Outline records
══════════

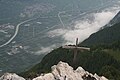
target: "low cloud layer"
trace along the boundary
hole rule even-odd
[[[106,25],[119,11],[118,7],[109,8],[101,12],[90,13],[83,20],[75,21],[72,29],[56,29],[48,32],[49,37],[61,36],[66,44],[74,44],[75,39],[79,38],[82,42],[91,34],[97,32]]]

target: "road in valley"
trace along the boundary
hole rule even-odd
[[[34,19],[37,19],[37,18],[34,18]],[[25,21],[20,22],[19,24],[17,24],[14,35],[7,42],[5,42],[4,44],[0,45],[0,48],[8,45],[17,36],[19,28],[20,28],[20,25],[22,25],[22,24],[24,24],[26,22],[29,22],[31,20],[34,20],[34,19],[25,20]]]

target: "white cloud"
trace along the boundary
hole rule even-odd
[[[52,46],[48,46],[48,47],[41,47],[39,51],[35,52],[35,54],[36,55],[47,54],[55,47],[56,47],[56,45],[52,45]]]
[[[75,43],[76,38],[79,38],[79,42],[82,42],[106,25],[117,14],[118,9],[119,8],[111,8],[88,14],[84,19],[74,22],[75,25],[72,29],[56,29],[47,34],[49,37],[62,36],[62,38],[67,41],[67,44]]]

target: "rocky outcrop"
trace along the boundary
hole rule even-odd
[[[5,73],[3,76],[0,77],[0,80],[25,80],[25,79],[14,73]]]
[[[14,74],[5,73],[0,80],[25,80],[24,78]],[[31,80],[31,79],[29,79]],[[92,75],[85,71],[82,67],[73,70],[67,63],[59,62],[57,65],[52,66],[52,72],[41,74],[41,76],[33,80],[108,80],[105,77],[99,77],[97,74]]]
[[[67,63],[59,62],[52,67],[52,72],[41,75],[33,80],[108,80],[105,77],[99,77],[97,74],[92,75],[82,67],[73,70]]]

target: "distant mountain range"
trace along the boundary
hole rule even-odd
[[[50,72],[50,67],[59,61],[70,64],[74,69],[82,66],[86,70],[108,79],[120,80],[120,12],[106,27],[83,41],[80,45],[88,46],[91,51],[78,51],[76,64],[73,64],[72,50],[62,47],[51,51],[43,60],[28,71],[21,73],[24,77],[35,77],[36,74]]]

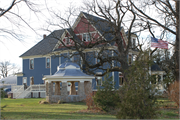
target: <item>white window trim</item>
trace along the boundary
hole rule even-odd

══════════

■ **Task to complete**:
Update the records above by replacing every occurrence of "boundary" with "edge", and leave all other text unchanged. Omit the pictures from your answer.

■ **Solved problem**:
target: "low cloud layer"
trace along the edge
hole rule even-odd
[[[106,25],[119,11],[118,7],[109,8],[101,12],[90,13],[83,20],[75,21],[72,29],[56,29],[48,32],[49,37],[61,36],[66,44],[74,44],[75,39],[79,38],[82,42],[91,34],[97,32]]]

target: "road in valley"
trace along the edge
hole rule even-odd
[[[34,19],[37,19],[37,18],[34,18]],[[25,21],[20,22],[19,24],[17,24],[14,35],[7,42],[5,42],[4,44],[0,45],[0,48],[8,45],[17,36],[19,28],[20,28],[20,25],[22,25],[22,24],[24,24],[26,22],[29,22],[31,20],[34,20],[34,19],[25,20]]]

target: "white cloud"
trace along the edge
hole rule even-odd
[[[52,46],[48,46],[48,47],[41,47],[39,51],[35,52],[35,54],[36,55],[47,54],[55,47],[56,47],[56,45],[52,45]]]
[[[75,43],[76,38],[79,38],[79,42],[82,42],[106,25],[117,14],[118,9],[119,8],[111,8],[88,14],[84,19],[74,22],[75,25],[72,29],[56,29],[47,34],[49,37],[62,36],[62,38],[67,41],[67,44]]]

target: "rocky outcrop"
trace along the edge
hole rule even-odd
[[[5,73],[3,76],[0,77],[0,80],[25,80],[25,79],[14,73]]]
[[[14,74],[5,73],[0,80],[25,80],[24,78]],[[31,80],[31,79],[29,79]],[[92,75],[85,71],[82,67],[73,70],[67,63],[59,62],[57,65],[52,66],[52,72],[41,74],[41,76],[33,80],[108,80],[105,77],[99,77],[97,74]]]
[[[67,63],[59,62],[52,67],[52,72],[41,75],[33,80],[108,80],[105,77],[99,77],[97,74],[92,75],[82,67],[73,70]]]

target: "distant mountain range"
trace along the edge
hole rule even-odd
[[[50,72],[50,67],[59,61],[70,64],[74,69],[82,66],[86,70],[108,79],[120,80],[120,12],[106,27],[83,41],[80,45],[88,46],[91,51],[78,51],[76,64],[73,64],[72,50],[62,47],[51,51],[43,60],[28,71],[21,73],[24,77],[35,77],[36,74]]]

target: <item>white window trim</item>
trace along the edge
hole rule even-odd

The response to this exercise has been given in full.